TASK TO COMPLETE: Retype, without alteration, each line from the line containing "If you could segment every instance of the chrome" to the final line of the records.

___ RECORD SET ___

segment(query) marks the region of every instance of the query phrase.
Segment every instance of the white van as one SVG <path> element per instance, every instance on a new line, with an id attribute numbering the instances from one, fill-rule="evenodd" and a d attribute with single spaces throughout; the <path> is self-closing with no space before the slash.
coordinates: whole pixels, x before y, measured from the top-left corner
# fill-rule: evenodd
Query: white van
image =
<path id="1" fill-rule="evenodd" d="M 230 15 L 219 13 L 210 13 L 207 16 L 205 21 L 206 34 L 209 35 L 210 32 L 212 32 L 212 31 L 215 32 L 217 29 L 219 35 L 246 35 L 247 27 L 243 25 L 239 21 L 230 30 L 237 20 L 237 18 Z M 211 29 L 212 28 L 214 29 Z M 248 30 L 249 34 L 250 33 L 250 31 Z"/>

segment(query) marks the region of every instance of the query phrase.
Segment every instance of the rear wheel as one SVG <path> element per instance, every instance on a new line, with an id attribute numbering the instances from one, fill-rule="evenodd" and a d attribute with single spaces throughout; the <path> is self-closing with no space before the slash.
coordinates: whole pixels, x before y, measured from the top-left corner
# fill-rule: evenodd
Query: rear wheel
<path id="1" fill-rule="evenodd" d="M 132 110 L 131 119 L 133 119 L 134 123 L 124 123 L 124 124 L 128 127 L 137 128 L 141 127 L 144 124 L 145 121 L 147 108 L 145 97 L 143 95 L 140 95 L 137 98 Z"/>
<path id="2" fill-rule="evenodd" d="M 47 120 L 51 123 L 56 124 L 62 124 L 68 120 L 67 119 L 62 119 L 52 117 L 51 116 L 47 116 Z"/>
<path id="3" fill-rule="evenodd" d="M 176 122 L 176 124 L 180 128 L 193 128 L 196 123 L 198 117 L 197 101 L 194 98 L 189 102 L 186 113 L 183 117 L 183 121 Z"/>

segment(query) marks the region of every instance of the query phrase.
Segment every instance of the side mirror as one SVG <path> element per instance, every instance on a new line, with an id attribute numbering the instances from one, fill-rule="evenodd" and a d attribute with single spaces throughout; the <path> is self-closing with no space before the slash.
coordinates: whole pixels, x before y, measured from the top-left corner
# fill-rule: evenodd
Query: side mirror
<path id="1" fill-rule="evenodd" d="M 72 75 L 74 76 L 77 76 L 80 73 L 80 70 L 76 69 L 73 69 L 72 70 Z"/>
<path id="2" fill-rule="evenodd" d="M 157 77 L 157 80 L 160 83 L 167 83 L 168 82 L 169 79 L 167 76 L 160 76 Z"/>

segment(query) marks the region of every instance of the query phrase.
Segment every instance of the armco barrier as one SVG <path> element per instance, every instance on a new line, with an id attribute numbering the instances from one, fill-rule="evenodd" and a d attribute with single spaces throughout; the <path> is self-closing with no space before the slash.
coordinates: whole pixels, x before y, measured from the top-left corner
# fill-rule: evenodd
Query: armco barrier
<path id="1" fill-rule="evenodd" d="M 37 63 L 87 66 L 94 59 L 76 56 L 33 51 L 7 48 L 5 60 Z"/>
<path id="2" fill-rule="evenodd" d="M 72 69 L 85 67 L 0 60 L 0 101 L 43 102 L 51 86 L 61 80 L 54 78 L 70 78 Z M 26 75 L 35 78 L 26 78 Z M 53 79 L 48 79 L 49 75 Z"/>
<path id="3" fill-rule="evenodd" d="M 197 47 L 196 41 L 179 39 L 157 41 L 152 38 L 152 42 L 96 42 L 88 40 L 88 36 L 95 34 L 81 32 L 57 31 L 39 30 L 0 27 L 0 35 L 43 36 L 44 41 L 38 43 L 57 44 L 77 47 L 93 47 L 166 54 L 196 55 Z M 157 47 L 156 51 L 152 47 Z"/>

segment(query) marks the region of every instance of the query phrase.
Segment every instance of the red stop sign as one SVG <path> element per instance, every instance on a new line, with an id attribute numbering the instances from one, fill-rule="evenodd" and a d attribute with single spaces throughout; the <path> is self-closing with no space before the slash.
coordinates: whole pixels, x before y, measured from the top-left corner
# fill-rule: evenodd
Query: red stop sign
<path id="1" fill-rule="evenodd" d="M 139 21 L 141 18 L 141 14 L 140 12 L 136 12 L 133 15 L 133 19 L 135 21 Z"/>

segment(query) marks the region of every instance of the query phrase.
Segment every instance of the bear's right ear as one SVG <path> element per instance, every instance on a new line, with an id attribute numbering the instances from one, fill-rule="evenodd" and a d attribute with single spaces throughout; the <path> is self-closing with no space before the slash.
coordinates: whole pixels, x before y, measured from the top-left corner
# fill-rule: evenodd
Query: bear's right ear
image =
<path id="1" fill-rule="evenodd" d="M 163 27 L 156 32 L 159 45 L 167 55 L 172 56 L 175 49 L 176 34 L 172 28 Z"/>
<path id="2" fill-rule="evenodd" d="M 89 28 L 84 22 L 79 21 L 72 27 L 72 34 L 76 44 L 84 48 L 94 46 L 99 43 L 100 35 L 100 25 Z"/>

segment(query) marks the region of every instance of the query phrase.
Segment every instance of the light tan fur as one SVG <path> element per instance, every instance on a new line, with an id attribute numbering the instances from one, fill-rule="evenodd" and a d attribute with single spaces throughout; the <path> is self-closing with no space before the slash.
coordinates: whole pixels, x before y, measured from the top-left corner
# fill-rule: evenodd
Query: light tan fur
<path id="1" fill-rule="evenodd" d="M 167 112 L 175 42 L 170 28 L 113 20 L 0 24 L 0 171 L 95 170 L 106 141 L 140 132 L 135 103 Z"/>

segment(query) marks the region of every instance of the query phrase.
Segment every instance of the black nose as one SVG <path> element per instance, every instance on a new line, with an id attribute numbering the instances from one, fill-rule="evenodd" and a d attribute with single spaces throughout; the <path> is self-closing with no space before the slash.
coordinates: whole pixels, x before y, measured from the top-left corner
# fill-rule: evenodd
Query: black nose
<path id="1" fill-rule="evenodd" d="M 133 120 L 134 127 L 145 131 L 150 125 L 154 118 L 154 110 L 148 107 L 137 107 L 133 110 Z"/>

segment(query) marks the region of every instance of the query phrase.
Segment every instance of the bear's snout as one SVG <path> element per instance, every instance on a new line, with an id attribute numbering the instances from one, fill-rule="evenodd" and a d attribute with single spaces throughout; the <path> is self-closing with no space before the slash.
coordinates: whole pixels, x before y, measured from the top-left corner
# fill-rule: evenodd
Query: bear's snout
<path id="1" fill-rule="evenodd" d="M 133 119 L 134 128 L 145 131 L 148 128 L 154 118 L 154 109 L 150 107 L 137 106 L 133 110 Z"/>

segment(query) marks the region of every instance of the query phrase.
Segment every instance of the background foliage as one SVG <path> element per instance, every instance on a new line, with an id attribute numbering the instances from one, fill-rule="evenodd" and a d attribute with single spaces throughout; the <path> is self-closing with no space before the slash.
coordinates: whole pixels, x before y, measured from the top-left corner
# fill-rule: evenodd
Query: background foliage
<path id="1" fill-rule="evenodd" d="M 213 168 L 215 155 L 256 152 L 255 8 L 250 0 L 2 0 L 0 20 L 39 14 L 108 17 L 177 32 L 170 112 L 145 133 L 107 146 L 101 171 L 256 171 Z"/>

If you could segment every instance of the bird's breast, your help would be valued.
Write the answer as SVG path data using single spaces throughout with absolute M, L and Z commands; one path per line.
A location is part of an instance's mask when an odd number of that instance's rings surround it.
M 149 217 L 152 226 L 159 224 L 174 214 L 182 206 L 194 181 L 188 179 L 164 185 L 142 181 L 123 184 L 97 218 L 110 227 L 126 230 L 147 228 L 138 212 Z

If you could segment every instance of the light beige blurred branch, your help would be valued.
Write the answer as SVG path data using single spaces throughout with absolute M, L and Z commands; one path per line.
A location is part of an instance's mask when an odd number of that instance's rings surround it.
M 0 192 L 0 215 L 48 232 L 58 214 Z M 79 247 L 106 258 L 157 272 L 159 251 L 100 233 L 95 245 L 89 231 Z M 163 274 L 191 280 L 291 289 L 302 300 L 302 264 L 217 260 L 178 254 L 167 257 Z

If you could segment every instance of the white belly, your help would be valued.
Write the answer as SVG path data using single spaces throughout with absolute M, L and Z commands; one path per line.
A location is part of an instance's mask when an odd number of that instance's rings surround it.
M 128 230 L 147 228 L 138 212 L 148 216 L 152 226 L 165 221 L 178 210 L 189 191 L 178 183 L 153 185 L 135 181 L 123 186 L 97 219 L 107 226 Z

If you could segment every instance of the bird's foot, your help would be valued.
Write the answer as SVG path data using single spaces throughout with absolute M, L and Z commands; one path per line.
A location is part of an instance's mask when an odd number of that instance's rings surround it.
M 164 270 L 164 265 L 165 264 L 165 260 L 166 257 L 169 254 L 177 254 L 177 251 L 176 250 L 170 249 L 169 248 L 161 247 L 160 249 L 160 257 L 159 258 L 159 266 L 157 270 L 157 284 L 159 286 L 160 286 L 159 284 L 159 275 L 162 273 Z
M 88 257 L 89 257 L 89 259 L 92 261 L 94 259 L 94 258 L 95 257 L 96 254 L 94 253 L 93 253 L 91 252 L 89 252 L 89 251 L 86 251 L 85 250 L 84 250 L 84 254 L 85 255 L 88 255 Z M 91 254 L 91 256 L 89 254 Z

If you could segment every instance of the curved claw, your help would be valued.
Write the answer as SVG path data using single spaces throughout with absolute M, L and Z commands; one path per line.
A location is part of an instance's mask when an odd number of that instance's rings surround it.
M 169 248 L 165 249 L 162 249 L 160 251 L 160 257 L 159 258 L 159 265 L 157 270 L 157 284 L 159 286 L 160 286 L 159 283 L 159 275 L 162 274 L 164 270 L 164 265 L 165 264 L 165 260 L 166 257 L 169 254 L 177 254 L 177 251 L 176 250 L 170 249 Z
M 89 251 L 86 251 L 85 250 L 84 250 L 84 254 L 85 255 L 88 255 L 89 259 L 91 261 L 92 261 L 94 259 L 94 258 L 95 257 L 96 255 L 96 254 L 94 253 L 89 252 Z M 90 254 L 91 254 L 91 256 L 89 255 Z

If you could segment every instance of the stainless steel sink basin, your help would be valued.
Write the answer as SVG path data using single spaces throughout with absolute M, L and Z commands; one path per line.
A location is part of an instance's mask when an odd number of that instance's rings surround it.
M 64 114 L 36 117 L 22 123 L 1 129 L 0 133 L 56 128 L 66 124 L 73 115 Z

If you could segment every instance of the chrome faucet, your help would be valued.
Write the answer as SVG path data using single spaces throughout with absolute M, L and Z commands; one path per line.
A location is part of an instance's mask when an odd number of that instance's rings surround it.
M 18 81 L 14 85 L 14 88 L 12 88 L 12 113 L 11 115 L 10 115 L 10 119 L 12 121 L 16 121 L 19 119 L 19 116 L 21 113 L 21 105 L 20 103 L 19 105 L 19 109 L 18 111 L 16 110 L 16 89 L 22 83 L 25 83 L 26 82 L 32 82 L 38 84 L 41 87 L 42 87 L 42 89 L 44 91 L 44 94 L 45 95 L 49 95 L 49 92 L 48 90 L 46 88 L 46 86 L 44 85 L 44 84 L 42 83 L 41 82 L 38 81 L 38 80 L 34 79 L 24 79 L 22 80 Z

___

ANSWER BELOW:
If you could segment every instance of the chrome faucet, your help would be valued.
Write the answer as SVG path data using single spaces throughout with absolute M, L and Z commands; one path per line.
A location is part of an instance's mask when an odd number of that instance's rings surround it.
M 18 81 L 14 85 L 14 88 L 12 88 L 12 113 L 11 115 L 10 115 L 10 119 L 12 121 L 16 121 L 19 119 L 19 116 L 21 113 L 21 105 L 20 103 L 19 105 L 19 109 L 18 111 L 16 110 L 16 89 L 22 83 L 25 83 L 26 82 L 32 82 L 38 84 L 41 87 L 42 87 L 42 89 L 44 91 L 44 94 L 45 95 L 49 95 L 49 92 L 48 90 L 46 88 L 46 86 L 44 85 L 44 84 L 42 83 L 41 82 L 38 81 L 38 80 L 34 79 L 24 79 L 22 80 Z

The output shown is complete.